The antidepressant action of sertraline hydrochloride in hospitalized depressed patients has not been adequately studied.
The efficacy of sertraline hydrochloride in maintaining an antidepressant response for up to 44 weeks following 8 weeks of open-label acute treatment (52 weeks total) was demonstrated in a placebo-controlled trial. The usefulness of the drug in patients receiving sertraline for extended periods should be reevaluated periodically (see Clinical Trials under CLINICAL PHARMACOLOGY).
Sertraline is indicated for the treatment of premenstrual dysphoric disorder (PMDD) in adults.
The efficacy of sertraline in the treatment of PMDD was established in 2 placebo-controlled trials of female adult outpatients treated for 3 menstrual cycles who met criteria for the DSM-III-R/IV category of PMDD (see Clinical Trials under CLINICAL PHARMACOLOGY).
The essential features of PMDD include markedly depressed mood, anxiety or tension, affective lability, and persistent anger or irritability. Other features include decreased interest in activities, difficulty concentrating, lack of energy, change in appetite or sleep, and feeling out of control. Physical symptoms associated with PMDD include breast tenderness, headache, joint and muscle pain, bloating and weight gain. These symptoms occur regularly during the luteal phase and remit within a few days following onset of menses; the disturbance markedly interferes with work or school or with usual social activities and relationships with others. In making the diagnosis, care should be taken to rule out other cyclical mood disorders that may be exacerbated by treatment with an antidepressant.
The effectiveness of sertraline in long-term use, that is, for more than 3 menstrual cycles, has not been systematically evaluated in controlled trials. Therefore, the physician who elects to use sertraline for extended periods should periodically re-evaluate the long-term usefulness of the drug for the individual patient (see DOSAGE AND ADMINISTRATION).
Concomitant use in patients taking monoamine oxidase inhibitors (MAOIs) is contraindicated (see WARNINGS). Concomitant use in patients taking pimozide is contraindicated (see PRECAUTIONS).Sertraline hydrochloride is contraindicated in patients with a hypersensitivity to sertraline or any of the inactive ingredients in sertraline hydrochloride tablets.
Patients with major depressive disorder (MDD), both adult and pediatric, may experience worsening of their depression and/or the emergence of suicidal ideation and behavior (suicidality) or unusual changes in behavior, whether or not they are taking antidepressant medications, and this risk may persist until significant remission occurs.
Suicide is a known risk of depression and certain other psychiatric disorders, and these disorders themselves are the strongest predictors of suicide. There has been a long-standing concern, however, that antidepressants may have a role in inducing worsening of depression and the emergence of suicidality in certain patients during the early phases of treatment. Pooled analyses of short-term placebo-controlled trials of antidepressant drugs (SSRIs and others) showed that these drugs increase the risk of suicidal thinking and behavior (suicidality) in children, adolescents, and young adults (ages 18-24) with major depressive disorder (MDD) and other psychiatric disorders. Short-term studies did not show an increase in the risk of suicidality with antidepressants compared to placebo in adults beyond age 24; there was a reduction with antidepressants compared to placebo in adults aged 65 and older.

▸ TO DO
Print the sertraline passage word for word, from "The antidepressant action" to "periodically (see Clinical Trials under CLINICAL PHARMACOLOGY).", both ends included.

▸ RECORD EXTRACTS
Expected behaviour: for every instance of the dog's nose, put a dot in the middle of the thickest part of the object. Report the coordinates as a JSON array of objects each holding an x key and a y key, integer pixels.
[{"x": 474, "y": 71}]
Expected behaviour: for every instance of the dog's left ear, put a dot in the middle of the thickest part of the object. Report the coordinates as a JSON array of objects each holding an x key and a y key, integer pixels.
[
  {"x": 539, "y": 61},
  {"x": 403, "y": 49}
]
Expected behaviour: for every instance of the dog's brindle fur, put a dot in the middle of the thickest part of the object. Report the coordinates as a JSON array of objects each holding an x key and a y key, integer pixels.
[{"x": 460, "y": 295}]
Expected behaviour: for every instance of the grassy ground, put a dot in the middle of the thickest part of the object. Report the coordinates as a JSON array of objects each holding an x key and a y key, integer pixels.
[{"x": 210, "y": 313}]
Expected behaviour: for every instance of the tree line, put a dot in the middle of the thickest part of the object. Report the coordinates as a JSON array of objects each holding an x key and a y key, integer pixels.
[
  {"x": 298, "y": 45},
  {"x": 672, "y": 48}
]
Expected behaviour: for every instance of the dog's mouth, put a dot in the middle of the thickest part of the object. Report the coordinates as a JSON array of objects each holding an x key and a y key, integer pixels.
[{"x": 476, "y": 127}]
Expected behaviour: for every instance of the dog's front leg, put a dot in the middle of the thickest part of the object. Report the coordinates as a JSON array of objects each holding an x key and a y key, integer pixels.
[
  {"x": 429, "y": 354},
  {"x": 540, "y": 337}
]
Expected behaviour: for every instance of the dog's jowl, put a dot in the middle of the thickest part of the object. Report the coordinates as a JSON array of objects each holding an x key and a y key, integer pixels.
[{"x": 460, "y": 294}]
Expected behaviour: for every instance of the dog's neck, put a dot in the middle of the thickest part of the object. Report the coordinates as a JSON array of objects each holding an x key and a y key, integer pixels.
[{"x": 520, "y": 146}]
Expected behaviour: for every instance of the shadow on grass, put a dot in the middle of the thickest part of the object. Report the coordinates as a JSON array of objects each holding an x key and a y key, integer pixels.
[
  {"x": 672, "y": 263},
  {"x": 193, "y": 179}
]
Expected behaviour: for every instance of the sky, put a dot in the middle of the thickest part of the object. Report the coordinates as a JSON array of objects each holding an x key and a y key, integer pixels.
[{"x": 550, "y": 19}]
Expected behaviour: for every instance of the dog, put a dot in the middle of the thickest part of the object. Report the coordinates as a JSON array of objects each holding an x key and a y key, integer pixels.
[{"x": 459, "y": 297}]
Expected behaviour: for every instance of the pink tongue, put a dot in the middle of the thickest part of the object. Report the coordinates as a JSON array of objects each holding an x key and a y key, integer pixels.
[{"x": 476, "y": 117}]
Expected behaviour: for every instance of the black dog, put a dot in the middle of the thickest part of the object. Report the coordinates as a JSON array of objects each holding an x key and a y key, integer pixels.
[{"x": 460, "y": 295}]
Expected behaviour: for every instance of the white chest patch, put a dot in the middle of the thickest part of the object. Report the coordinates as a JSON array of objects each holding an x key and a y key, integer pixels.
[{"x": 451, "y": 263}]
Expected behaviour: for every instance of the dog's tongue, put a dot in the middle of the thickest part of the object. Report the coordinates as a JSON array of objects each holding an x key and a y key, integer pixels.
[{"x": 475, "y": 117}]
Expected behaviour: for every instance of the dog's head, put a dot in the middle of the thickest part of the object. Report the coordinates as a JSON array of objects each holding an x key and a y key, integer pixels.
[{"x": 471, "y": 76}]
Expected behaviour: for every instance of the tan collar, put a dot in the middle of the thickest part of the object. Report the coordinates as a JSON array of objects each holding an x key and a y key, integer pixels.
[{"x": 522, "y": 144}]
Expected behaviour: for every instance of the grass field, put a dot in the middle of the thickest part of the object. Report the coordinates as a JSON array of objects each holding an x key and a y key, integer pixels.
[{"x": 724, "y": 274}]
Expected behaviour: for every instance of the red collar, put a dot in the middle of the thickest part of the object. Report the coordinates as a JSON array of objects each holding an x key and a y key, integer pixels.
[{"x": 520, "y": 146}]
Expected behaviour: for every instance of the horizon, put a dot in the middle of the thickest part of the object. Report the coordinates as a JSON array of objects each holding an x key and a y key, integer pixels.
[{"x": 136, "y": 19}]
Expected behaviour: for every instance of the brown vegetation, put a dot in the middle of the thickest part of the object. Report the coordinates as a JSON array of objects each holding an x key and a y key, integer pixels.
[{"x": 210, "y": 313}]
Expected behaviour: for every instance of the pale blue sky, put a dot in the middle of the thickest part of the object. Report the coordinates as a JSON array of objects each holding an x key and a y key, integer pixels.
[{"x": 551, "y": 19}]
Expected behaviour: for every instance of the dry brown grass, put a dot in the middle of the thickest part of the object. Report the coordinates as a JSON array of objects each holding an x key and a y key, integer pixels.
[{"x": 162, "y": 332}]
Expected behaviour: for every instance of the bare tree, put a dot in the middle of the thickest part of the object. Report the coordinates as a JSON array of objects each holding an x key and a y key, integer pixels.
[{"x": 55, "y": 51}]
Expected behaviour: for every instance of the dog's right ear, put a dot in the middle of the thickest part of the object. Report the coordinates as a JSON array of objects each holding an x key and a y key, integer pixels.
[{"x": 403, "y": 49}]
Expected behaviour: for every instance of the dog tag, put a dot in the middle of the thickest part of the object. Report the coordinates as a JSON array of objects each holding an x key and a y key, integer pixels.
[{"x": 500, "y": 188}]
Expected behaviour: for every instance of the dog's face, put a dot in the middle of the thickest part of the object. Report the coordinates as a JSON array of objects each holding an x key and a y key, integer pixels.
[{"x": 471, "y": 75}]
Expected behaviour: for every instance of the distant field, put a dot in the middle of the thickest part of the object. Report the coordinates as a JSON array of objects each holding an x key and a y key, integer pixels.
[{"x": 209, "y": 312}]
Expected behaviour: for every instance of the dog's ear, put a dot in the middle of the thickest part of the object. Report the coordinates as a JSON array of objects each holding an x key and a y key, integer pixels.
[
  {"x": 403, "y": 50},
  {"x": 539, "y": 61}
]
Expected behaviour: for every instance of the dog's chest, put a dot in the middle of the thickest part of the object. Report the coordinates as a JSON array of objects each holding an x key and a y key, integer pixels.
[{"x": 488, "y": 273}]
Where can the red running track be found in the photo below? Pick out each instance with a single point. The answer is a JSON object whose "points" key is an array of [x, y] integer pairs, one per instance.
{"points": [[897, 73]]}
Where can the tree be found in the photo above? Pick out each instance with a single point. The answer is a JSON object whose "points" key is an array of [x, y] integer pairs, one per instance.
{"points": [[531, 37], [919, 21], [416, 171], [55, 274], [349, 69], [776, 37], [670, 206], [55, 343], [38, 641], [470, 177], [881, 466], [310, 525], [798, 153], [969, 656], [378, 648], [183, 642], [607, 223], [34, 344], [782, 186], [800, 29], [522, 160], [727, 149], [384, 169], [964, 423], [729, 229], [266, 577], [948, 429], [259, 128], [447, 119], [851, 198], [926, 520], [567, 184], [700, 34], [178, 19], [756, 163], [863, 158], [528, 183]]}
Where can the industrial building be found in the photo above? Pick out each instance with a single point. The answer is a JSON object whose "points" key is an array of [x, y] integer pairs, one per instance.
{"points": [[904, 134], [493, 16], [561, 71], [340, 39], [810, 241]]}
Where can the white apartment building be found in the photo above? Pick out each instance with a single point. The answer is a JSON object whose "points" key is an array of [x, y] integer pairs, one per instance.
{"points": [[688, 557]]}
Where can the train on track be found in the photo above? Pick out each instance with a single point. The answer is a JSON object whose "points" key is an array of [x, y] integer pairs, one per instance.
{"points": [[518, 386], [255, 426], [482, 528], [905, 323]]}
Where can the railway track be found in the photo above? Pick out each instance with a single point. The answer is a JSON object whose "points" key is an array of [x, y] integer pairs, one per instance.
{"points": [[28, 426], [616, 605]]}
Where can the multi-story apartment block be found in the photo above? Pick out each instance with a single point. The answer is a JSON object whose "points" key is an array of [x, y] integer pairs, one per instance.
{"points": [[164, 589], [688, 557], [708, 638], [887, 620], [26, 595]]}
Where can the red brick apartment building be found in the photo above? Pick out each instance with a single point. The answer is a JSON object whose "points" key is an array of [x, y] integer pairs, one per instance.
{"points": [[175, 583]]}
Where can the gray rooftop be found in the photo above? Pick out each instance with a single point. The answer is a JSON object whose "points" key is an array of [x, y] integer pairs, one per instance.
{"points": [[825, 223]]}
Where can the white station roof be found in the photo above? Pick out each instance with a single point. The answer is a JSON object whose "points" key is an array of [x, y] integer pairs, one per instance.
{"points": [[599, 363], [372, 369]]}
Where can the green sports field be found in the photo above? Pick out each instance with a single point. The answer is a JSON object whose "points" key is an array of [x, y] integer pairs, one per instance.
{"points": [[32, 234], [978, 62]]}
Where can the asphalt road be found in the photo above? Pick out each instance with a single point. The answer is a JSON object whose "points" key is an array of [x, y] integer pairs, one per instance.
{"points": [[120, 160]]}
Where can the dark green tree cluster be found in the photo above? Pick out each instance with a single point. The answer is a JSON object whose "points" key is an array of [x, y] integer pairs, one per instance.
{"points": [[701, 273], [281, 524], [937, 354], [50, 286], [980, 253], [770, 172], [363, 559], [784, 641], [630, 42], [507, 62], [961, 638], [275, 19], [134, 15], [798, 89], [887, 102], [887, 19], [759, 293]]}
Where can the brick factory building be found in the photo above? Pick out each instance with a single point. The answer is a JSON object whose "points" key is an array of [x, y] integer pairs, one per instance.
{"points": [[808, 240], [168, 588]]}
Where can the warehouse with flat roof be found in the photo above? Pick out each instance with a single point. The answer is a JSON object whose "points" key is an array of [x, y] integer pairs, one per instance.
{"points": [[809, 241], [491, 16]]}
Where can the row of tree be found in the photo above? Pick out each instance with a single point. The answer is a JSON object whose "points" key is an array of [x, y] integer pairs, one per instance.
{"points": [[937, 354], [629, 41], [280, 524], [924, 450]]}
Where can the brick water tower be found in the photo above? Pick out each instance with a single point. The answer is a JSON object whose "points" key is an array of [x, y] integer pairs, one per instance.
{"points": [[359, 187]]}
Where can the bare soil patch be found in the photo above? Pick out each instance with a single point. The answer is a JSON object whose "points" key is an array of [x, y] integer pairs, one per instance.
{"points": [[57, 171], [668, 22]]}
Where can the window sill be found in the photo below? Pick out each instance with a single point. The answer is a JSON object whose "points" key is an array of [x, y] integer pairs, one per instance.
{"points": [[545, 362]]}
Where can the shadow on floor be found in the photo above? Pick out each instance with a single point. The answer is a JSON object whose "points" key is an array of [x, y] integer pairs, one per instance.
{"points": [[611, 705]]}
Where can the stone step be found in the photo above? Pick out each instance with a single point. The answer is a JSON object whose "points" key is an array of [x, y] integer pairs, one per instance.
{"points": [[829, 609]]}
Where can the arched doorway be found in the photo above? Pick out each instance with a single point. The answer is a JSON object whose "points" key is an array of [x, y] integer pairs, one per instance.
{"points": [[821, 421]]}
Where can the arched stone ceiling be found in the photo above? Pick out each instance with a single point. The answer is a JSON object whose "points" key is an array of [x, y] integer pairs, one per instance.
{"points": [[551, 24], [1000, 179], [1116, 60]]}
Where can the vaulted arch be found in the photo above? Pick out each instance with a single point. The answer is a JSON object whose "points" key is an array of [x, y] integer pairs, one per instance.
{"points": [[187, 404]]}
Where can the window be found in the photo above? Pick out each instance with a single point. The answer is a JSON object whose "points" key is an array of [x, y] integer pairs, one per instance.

▸ WORKED SOLUTION
The antidepressant action of sertraline hydrochloride in hospitalized depressed patients has not been adequately studied.
The efficacy of sertraline hydrochloride in maintaining an antidepressant response for up to 44 weeks following 8 weeks of open-label acute treatment (52 weeks total) was demonstrated in a placebo-controlled trial. The usefulness of the drug in patients receiving sertraline for extended periods should be reevaluated periodically (see Clinical Trials under CLINICAL PHARMACOLOGY).